Given exercise
Carry on the passage about the game planned to follow Ultima IX, picking up right after its last sentence.

Document passage
%%

A hooded guy asks you to get his gold medallion back that has been in his family for centuries. He tells you who stole it and where that person could be found. Once you find the thief, he tells you that he only stole the medallion so he could sell it and buy bread to eat. From here you can either be Compassionate by giving him some bread, letting him live, but taking the medallion back; or practice Justice and kill him, taking the medallion to its rightful owner. When you return to the hooded guy who gave you the job, you find out the medallion isn't his, but another person's who got robbed by the foodless guy, and now you can either Honor the agreement and leave with your payment, or be Honest and take the medallion to its real owner, killing the person who gave you the job.

==Storyline==
The storyline of the game was intended to begin immediately after the conclusion of Ultima IX. In the story, the Guardian and the Avatar are now one being, with both personalities battling to dominate the other and take control. The game itself would have taken place in a world inside the Avatar's mind (the world was called "Alucinor", which roughly translates from Latin "Wandering in the mind"), and the people in the world were tasked to follow the eight virtues in the hopes of aiding the Avatar in gaining the power to completely defeat the Guardian.

%%

Provided data
%%

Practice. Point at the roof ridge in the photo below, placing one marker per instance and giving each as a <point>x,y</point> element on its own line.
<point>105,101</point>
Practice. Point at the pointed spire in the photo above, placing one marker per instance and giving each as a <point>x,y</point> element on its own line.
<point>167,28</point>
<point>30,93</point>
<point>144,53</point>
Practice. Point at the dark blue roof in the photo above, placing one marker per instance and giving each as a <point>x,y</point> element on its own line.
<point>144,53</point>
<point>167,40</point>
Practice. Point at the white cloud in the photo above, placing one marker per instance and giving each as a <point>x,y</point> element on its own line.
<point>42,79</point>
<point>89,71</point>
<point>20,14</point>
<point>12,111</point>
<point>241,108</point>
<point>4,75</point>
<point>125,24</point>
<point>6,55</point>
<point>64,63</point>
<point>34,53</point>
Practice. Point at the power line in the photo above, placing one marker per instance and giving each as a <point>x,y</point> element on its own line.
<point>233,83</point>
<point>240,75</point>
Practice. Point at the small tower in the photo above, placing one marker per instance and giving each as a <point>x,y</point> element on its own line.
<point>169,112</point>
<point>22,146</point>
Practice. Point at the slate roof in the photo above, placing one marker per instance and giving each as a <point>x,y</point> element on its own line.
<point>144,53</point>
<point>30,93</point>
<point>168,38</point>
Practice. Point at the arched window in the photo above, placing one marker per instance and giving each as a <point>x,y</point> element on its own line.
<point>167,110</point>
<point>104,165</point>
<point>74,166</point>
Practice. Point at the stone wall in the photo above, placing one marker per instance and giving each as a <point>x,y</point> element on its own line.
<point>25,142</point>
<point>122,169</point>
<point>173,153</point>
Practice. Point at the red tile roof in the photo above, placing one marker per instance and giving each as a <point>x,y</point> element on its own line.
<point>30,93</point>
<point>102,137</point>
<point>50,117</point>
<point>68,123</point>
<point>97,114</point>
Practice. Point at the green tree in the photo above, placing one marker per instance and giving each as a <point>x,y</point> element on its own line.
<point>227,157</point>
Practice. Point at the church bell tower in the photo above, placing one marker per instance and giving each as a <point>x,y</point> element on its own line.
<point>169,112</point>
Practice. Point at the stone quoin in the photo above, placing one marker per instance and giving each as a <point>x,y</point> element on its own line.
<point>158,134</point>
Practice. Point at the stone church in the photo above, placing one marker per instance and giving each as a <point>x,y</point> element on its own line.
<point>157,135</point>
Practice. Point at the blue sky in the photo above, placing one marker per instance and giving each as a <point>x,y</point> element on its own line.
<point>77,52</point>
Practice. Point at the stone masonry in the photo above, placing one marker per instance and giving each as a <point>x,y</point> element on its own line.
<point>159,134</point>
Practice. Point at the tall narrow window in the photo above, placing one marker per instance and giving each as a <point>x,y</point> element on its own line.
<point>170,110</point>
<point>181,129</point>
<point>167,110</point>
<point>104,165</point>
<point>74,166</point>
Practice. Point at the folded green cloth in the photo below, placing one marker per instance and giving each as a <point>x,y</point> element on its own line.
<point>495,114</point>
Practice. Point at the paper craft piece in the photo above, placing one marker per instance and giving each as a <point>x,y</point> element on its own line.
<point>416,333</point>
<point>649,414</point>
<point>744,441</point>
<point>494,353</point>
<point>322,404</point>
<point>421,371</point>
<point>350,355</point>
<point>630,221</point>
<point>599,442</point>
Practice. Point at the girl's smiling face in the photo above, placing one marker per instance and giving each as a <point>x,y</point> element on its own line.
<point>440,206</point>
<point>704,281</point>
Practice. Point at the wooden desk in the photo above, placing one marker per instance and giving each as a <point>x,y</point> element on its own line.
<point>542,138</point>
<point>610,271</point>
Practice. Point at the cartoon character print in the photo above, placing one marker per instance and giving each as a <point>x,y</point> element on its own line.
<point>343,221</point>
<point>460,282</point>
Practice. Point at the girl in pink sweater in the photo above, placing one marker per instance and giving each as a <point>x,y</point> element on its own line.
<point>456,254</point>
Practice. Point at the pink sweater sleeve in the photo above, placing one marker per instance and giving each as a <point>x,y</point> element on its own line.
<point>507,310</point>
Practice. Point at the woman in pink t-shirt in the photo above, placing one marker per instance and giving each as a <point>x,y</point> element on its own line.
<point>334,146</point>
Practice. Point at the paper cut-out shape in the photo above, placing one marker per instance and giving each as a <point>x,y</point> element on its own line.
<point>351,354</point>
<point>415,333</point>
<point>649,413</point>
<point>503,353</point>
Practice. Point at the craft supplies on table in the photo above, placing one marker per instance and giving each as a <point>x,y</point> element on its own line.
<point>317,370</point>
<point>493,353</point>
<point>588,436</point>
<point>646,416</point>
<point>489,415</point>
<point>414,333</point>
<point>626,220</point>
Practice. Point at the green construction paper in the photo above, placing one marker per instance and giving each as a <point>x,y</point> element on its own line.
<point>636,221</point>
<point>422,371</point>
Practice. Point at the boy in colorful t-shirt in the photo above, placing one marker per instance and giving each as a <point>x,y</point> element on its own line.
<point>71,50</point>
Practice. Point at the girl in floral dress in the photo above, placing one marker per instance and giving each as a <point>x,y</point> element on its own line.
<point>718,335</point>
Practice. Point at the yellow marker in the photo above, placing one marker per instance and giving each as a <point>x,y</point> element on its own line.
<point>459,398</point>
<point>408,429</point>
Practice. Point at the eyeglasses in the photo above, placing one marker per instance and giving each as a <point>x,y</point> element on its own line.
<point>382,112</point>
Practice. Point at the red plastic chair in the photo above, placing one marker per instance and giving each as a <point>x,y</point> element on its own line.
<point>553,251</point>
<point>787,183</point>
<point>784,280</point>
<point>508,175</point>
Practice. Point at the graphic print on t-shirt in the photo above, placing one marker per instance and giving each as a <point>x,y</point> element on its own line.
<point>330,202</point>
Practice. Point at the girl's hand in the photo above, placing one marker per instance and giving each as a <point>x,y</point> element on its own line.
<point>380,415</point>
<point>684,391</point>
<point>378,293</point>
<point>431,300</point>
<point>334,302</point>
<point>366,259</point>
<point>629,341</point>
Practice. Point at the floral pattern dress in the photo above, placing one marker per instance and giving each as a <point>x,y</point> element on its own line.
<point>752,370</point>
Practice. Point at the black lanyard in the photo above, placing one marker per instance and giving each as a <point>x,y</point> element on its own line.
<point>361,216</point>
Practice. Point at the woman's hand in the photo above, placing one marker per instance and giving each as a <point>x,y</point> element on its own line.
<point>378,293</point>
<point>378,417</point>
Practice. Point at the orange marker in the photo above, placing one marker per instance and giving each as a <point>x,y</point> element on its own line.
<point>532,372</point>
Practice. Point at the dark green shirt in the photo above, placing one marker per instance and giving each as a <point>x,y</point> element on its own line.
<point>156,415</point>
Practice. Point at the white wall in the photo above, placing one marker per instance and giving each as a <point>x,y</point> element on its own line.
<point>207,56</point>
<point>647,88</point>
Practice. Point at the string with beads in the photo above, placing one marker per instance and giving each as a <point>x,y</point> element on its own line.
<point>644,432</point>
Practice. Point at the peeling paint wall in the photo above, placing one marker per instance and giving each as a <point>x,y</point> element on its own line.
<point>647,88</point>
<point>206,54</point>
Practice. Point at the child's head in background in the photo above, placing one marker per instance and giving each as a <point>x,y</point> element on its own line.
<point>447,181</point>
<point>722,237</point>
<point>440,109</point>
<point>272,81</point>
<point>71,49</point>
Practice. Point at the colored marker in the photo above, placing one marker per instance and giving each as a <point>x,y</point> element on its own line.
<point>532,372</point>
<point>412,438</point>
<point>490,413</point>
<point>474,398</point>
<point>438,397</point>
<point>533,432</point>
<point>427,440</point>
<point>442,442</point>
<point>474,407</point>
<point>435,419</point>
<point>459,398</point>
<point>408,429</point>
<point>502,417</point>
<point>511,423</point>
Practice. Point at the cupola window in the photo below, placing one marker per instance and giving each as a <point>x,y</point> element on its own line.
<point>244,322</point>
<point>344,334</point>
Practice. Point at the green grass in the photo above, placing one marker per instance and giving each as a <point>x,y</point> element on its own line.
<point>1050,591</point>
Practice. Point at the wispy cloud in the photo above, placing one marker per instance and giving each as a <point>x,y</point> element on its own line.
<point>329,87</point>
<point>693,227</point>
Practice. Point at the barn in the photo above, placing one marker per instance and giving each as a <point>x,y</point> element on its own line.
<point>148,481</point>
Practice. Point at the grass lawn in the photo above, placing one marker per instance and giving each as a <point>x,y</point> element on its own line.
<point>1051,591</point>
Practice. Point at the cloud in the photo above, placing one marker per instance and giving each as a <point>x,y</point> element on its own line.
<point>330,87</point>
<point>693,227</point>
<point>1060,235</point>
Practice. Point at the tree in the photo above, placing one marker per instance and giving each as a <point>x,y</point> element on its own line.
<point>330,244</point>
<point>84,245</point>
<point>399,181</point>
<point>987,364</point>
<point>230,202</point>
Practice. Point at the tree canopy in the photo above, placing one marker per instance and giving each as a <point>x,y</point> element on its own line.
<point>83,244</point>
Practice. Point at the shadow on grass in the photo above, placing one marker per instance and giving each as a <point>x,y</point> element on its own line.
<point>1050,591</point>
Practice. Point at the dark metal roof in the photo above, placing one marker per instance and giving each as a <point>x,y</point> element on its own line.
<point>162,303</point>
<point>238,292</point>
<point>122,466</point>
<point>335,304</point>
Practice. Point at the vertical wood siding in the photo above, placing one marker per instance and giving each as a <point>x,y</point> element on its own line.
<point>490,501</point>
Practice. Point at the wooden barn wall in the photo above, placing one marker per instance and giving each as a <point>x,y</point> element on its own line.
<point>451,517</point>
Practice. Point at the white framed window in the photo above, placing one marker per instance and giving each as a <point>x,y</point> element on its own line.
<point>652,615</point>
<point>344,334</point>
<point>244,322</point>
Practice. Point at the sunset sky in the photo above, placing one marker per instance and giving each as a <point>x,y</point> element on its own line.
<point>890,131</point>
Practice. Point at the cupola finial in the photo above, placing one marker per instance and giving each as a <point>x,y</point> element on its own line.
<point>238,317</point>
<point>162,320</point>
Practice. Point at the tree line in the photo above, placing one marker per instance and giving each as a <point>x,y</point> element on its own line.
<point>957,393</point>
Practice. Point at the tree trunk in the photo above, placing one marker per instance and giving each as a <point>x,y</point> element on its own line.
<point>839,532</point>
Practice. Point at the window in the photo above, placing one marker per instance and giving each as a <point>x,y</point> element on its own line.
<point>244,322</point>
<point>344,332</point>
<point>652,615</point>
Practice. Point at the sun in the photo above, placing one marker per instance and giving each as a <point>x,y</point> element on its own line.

%%

Expected output
==Music==
The orchestral score for the game was composed by Chris Field. Field also produced a soundtrack album, entitled "Ultima X Odyssey: Music by Chris Field", with an eighty-one piece orchestra. The orchestra was recorded in Bastyr Chapel in Seattle, Washington. The album included thirty-three pieces of music. A small portion (roughly six pieces of the original thirty three) of the musical pieces were later released as part of the online game for Lord of Ultima.